CONSIGNE A: Relevez toutes les lignes des enregistrements figurant plus bas et recopiez-les telles quelles. Laissez les images de côté dans votre réponse.

EXTRAIT DU TEXTE:

━━━━━━━━━━

Ayant fait le tour des moyens, mon cher Pancrace, venons-en maintenant aux intentions proprement dites. Sous les dehors de l'objurgation véhémente, le but de ce que tu as raison de considérer comme de l’intox est de faire passer le coup d'état de Yayi en contrebande, de le naturaliser pour le faire digérer par les Béninois.
Notre ancien avocat au barreau de Paris ou prétendu tel se fait aussi l'avocat du respect des institutions. Et considère que toute atteinte, aussi légère soit-elle, est une façon d'ouvrir la boîte de Pandore. Et que pour rien au monde et pour l'amour du Bénin qu'il proclame la main sur le cœur – avec un soupçon d'accent manichéen – pour rien au monde, dis-je donc, il ne faut s'aventurer à ouvrir cette boîte. Ouvrir cette boîte, c'est-à-dire en l'occurrence tenter de reporter les élections ; de ne pas les avoir comme on dit, à bonne date ; mais cela touche aussi à la proposition que font certains de faire passer une loi dérogatoire afin de se donner le temps de résoudre les problèmes complexes soulevés par la LEPI et l'organisation des élections en 2011. Le raisonnement se veut légaliste. Comme ce qui se fait en Côte d'Ivoire actuellement ou une interprétation légaliste donnerait raison automatiquement à M. Gbagbo alors qu'en réalité les choses ne sont pas aussi simples et ne sauraient tenir dans le seul corset du raisonnement légaliste. Mais le choix d'un tel raisonnement est aussi subtil que délibéré. Toute la démarche est téléologique ; elle vise à donner raison et renfort au coup d'état de Yayi, en le déniant pour ne parler que de la mise en danger de la démocratie par ceux qui essaient de sortir du piège dressé pour eux par le régime dont le sieur Pierre Lima se fait l'avocat en dépit de ses proclamations d'objectivité, de sa rhétorique de l'indignation et de ses accents de démocrates progressistes blessés dans ses convictions profondes. Mise en scène rhétorique pour le moins exaspérante.
Les institutions, rien que les institutions et leur bon fonctionnement dont dépend la survie de la démocratie béninoise. Tiens : « voilà donc, dit-il la main sur le cœur, que mon pays le Bénin, jusqu'ici loué à l'extérieur pour son antériorité dans l'innovation démocratique en Afrique, qualifié à ce titre de laboratoire de la démocratie, poussé au bord de la crise nerveuse et vers l'incertitude républicaine » !
De même, notre avocat indigné cite-t-il à satiété la constitution dans ses articles consacrant les droits fondamentaux de l'homme, les libertés publiques qui « doivent être garantis, protégés et promus comme la condition nécessaire au développement véritable et harmonieux de chaque Béninois ».

━━━━━━━━━━

DONNÉES DE L'EXERCICE:
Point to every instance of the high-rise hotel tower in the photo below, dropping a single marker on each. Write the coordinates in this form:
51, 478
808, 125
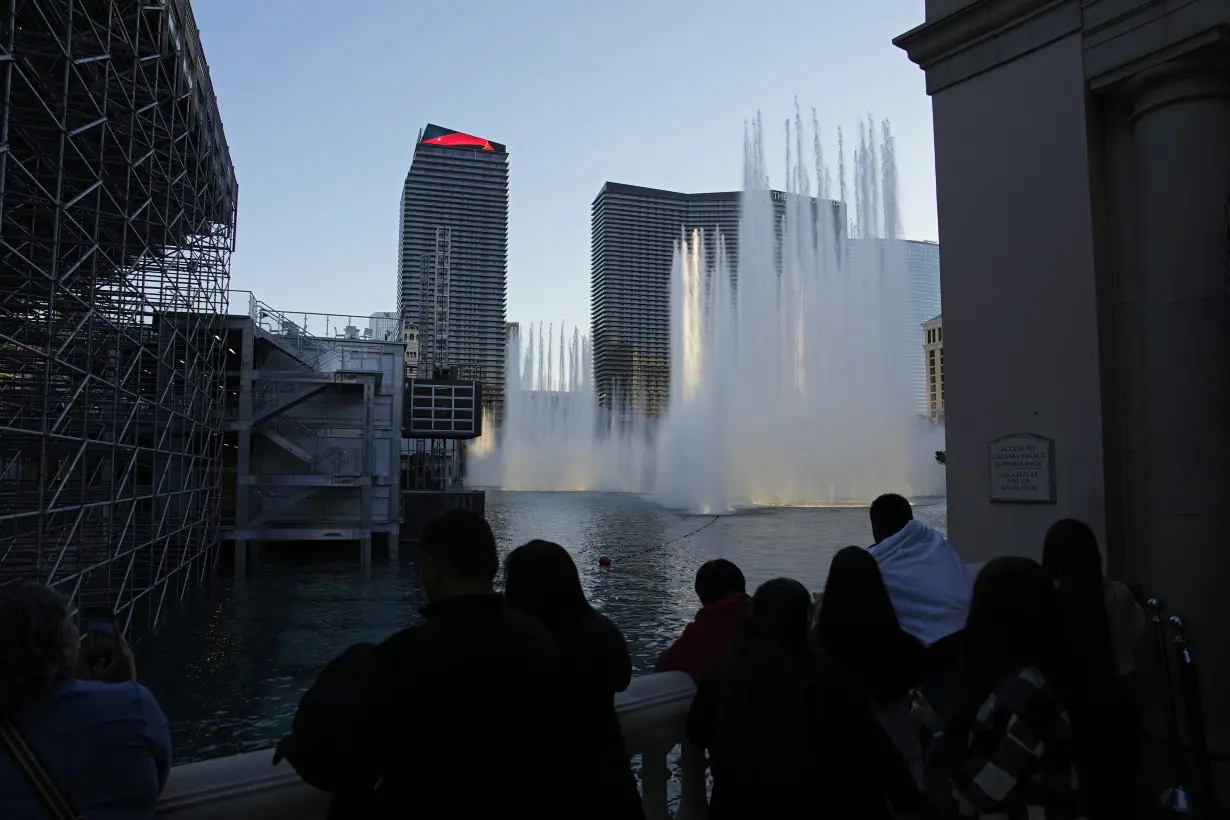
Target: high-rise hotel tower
453, 266
634, 231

━━━━━━━━━━

CONSIGNE B: Rédigez la suite du texte sur le coup d'État de Yayi, en reprenant après sa dernière phrase.

RÉSULTAT A:
Point to every instance of the high-rise hotel tower in the photo below, dropping a single marker on each. Write the coordinates in this form:
51, 478
808, 125
Target: high-rise hotel tower
453, 266
634, 231

RÉSULTAT B:
Dans le dispositif de son raisonnement porté à la sauvegarde du bon fonctionnement des institutions, notre rhéteur stipendié place au centre la Cour Constitutionnelle dont il demande de quel droit ses décisions sont mises en cause par certains hommes politiques qu'il qualifie au passage gentiment de « frénétiques » et « compulsifs. » Le discours semble opposer le fonctionnement des institutions et la violation des lois. La violation de la constitution elle-même n'est considérée que sous l'angle du bon fonctionnement des institutions. De sorte que toute violation de loi ou violation de la constitution qui ne porte pas atteinte au bon fonctionnement des institutions est passée sous silence, ignorée, refoulée.
Mais le plus grave n'est pas la, mon cher Pancrace. Le plus grave se situe dans le caractère hémiplégique de la vision que notre personnage se donne du bon fonctionnement des institutions. Vision partielle et partiale, elle met délibérément hors jeu l'histoire et la réalité du rapport du régime de M. Yayi avec le jeu normal des institutions. Cette vision feint d’ignorer que Yayi Boni n'affiche un formalisme institutionnel que pour mieux violer la constitution ou le jeu des institutions dans leur esprit. M. Lima ne sait pas que Yayi s'est précipité pour installer une Cour constitutionnelle totalement aux ordres ; il ne sait pas que le président de cette Cour M. Robert Dossou, n'est pas seulement aux ordres de M. Yayi mais un militant acharné de son parti. M. Lima ignore le caractère récurrent et décomplexé de la violation de la constitution par M. Yayi Boni depuis qu'il est au pouvoir. Il ne sait pas que pour que l'édifice du jeu constitutionnel tienne debout chaque pierre est d'une utilité vitale. M. Lima ne voit pas que Yayi Boni a passé le plus clair de son temps à arracher des pierres à l'édifice du jeu institutionnel, comme et quand bon lui semble.
Dans sa mystification basée sur le consensus frauduleux du respect des institutions, notre rhéteur indigné commence par citer le préambule de la constitution béninoise dans lequel les droits de l'homme et les droits fondamentaux que sont les libertés publiques sont garanties. Et il va de soi dit-il que « cette garantie est partie intégrante du bon fonctionnement des institutions. » Or les questions du report des élections, de la loi dérogatoire ou même celles relatives à la modification de la constitution ont toutes leur origine dans le problème épineux posé par la LEPI et d'une manière générale par l'organisation des élections claires transparentes et à bonne date.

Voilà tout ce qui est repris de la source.